• SET EXERCISE A: Edit the section on Jean Stern's early life: begin at the words "Jean Stern was" and stop after "California Impressionist paintings.", giving that stretch again with "art dealer" replaced by "art merchant".

• SUPPLIED PASSAGE:
- Born: March 28, 1946 (age 80) Casablanca, Morocco
- Occupations: Executive Director, The Irvine Museum (1992 - Present)

= Jean Stern (art historian) =

Moroccan-born American art historian

Jean Stern (born March 28, 1946), Director Emeritus of The Irvine Museum is an art historian and retired museum director who specializes in paintings of the California Impressionist period (1890-1930).

==Early life==

Jean Stern was born in Casablanca, Morocco in 1946, and came to the United States in 1955. He began working in the art business from a young age, growing up as the second son of Frederic Stern, an art dealer who specialized in 19th century French painting. Stern's older brother, Louis Stern, is President of Louis Stern Fine Arts in West Hollywood, specializing in Impressionist, Post-Impressionist and Modern Art. In 2007, Louis Stern was presented with France's highest decoration, the Chevalier de la Légion d'Honneur in 2007. His younger brother, George Stern, is President of George Stern Fine Arts located in Palm Desert, CA and specializes in historic and contemporary California Impressionist paintings.

==Career and professional development==

Stern earned a master's degree in Art History from San Diego State University in 1972 and pursued post-graduate studies in American paintings at the University of California, Los Angeles, under E. Maurice Bloch. He briefly taught art history at San Diego Mesa College before being hired by Petersen Galleries in Beverly Hills. Stern worked at Petersen Galleries on Rodeo Drive in Beverly Hills from 1978 to 1991. As newly appointed executive director, he took the gallery into the nascent field of late 19th-early 20th century California paintings, becoming the first art gallery in the U.S. to develop a national clientele for this style. He is credited with coining the term "California Impressionism" first used in his introductory essay to Plein Air Painters of California: The Southland, published in 1982 by Ruth Lilly Westphal. This was the first book on Southern California painting to gain national distribution.

While at Petersen Galleries, Stern mounted retrospective exhibitions for at-the-time relatively unknown or forgotten masters such as Franz A. Bischoff (1980), Sam Hyde Harris (1980), Alson S. Clark (1983), Christian von Schneidau (1986) and Elsie Palmer Payne (1990), wife of Edgar A. Payne. The exhibitions were accompanied by fully illustrated catalogues with essays by pioneers in the field such as Ruth Westphal, Janet Blake, and Evelyn Payne Hatcher, daughter of Edgar and Elsie Payne. In 1981, Stern curated an exhibition entitled Western Masters, displaying works by Frederic Remington, Charles M. Russell, William R. Leigh, and Henry Farny.

• EXCERPTED RECORDS:

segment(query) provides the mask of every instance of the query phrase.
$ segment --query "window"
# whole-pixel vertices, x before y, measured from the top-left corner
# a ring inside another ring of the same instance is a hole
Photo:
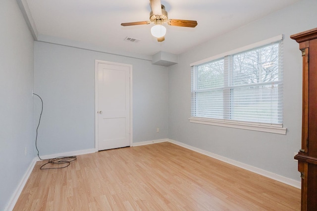
[[[282,128],[286,133],[282,48],[279,40],[193,65],[191,122],[264,131],[260,126],[277,128],[277,133]]]

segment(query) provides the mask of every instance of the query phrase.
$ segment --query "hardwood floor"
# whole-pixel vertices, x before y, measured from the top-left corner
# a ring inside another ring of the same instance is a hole
[[[163,142],[36,164],[14,211],[299,211],[300,190]]]

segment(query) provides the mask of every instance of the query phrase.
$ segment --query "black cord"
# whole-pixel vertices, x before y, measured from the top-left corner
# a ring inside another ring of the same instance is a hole
[[[39,95],[36,94],[35,93],[33,93],[33,94],[35,94],[35,95],[39,97],[41,99],[41,101],[42,102],[42,110],[41,111],[41,114],[40,115],[40,119],[39,120],[39,124],[38,124],[38,127],[36,128],[36,137],[35,137],[35,148],[36,148],[36,150],[37,150],[38,151],[38,157],[39,157],[40,160],[41,160],[43,161],[43,159],[42,159],[40,157],[40,155],[39,155],[40,152],[38,149],[37,141],[38,141],[38,129],[39,129],[39,127],[40,126],[40,123],[41,122],[41,118],[42,117],[42,113],[43,112],[43,101],[42,100],[42,98]]]
[[[37,140],[38,140],[38,129],[39,129],[39,127],[40,126],[40,123],[41,122],[41,118],[42,117],[42,113],[43,112],[43,101],[41,98],[41,97],[35,93],[33,93],[33,94],[37,96],[41,99],[41,101],[42,102],[42,109],[41,111],[41,114],[40,115],[40,119],[39,119],[39,124],[38,124],[38,127],[36,128],[36,137],[35,137],[35,148],[36,148],[36,150],[38,151],[38,157],[40,159],[40,160],[42,161],[44,161],[44,160],[41,158],[40,157],[40,152],[38,149],[37,146]],[[77,159],[77,157],[76,156],[61,156],[57,157],[57,158],[52,158],[49,160],[49,161],[43,165],[40,169],[63,169],[65,168],[70,165],[70,162],[72,161],[74,161]],[[45,168],[44,167],[46,166],[49,164],[66,164],[64,166],[62,167],[56,167],[56,168]]]

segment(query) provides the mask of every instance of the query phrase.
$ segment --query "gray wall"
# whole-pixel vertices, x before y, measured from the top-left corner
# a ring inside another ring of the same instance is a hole
[[[3,210],[35,157],[34,42],[15,1],[1,0],[0,29],[0,210]]]
[[[317,1],[304,0],[197,46],[168,74],[171,139],[299,181],[294,152],[301,147],[302,59],[291,35],[316,27]],[[190,123],[190,64],[284,34],[284,127],[286,135]]]
[[[95,148],[95,59],[133,65],[133,142],[167,138],[167,68],[39,42],[35,57],[35,92],[44,102],[40,155]]]

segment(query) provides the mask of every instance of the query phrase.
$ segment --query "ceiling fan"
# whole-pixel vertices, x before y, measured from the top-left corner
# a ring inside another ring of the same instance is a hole
[[[162,25],[163,23],[167,23],[170,26],[185,27],[195,27],[197,25],[196,21],[168,19],[167,12],[165,10],[165,6],[160,4],[160,0],[150,0],[150,4],[152,10],[150,13],[150,21],[122,23],[121,25],[128,26],[154,23],[155,25],[151,30],[151,34],[158,38],[159,42],[165,40],[164,36],[166,29]]]

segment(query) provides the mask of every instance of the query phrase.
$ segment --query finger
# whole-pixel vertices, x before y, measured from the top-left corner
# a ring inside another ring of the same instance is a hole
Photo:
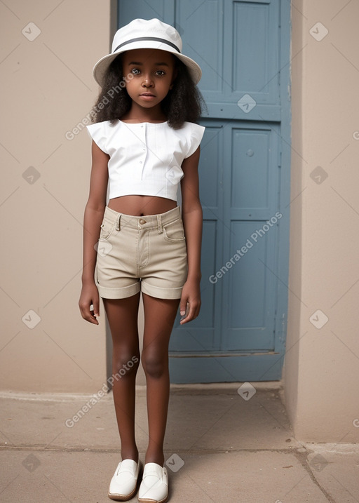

• SET EXERCISE B: Please repeat the entries word for word, beginning at the first line of the entries and stopping after the line that contains "[[[163,142],[36,164],[14,211],[299,211],[300,190]]]", with both ends included. Leave the pictures out of your answer.

• PROBLEM SOLUTION A:
Jean Stern was born in Casablanca, Morocco in 1946, and came to the United States in 1955. He began working in the art business from a young age, growing up as the second son of Frederic Stern, an art merchant who specialized in 19th century French painting. Stern's older brother, Louis Stern, is President of Louis Stern Fine Arts in West Hollywood, specializing in Impressionist, Post-Impressionist and Modern Art. In 2007, Louis Stern was presented with France's highest decoration, the Chevalier de la Légion d'Honneur in 2007. His younger brother, George Stern, is President of George Stern Fine Arts located in Palm Desert, CA and specializes in historic and contemporary California Impressionist paintings.

• PROBLEM SOLUTION B:
segment(query) provides the mask of every instance of the query phrase.
$ segment --query "window"
# whole-pixel vertices, x before y, measured from the top-left corner
# a ring inside another ring of the same instance is a hole
Photo:
[[[282,128],[286,133],[282,48],[279,40],[193,65],[191,122],[264,131],[260,126],[277,128],[277,133]]]

segment(query) provides the mask of every instance of the query phrase.
$ segment --query "hardwood floor"
# whole-pixel vertices, x before y, measured from the top-left corner
# a ring inside another ring of the same instance is a hole
[[[163,142],[36,164],[14,211],[299,211],[300,190]]]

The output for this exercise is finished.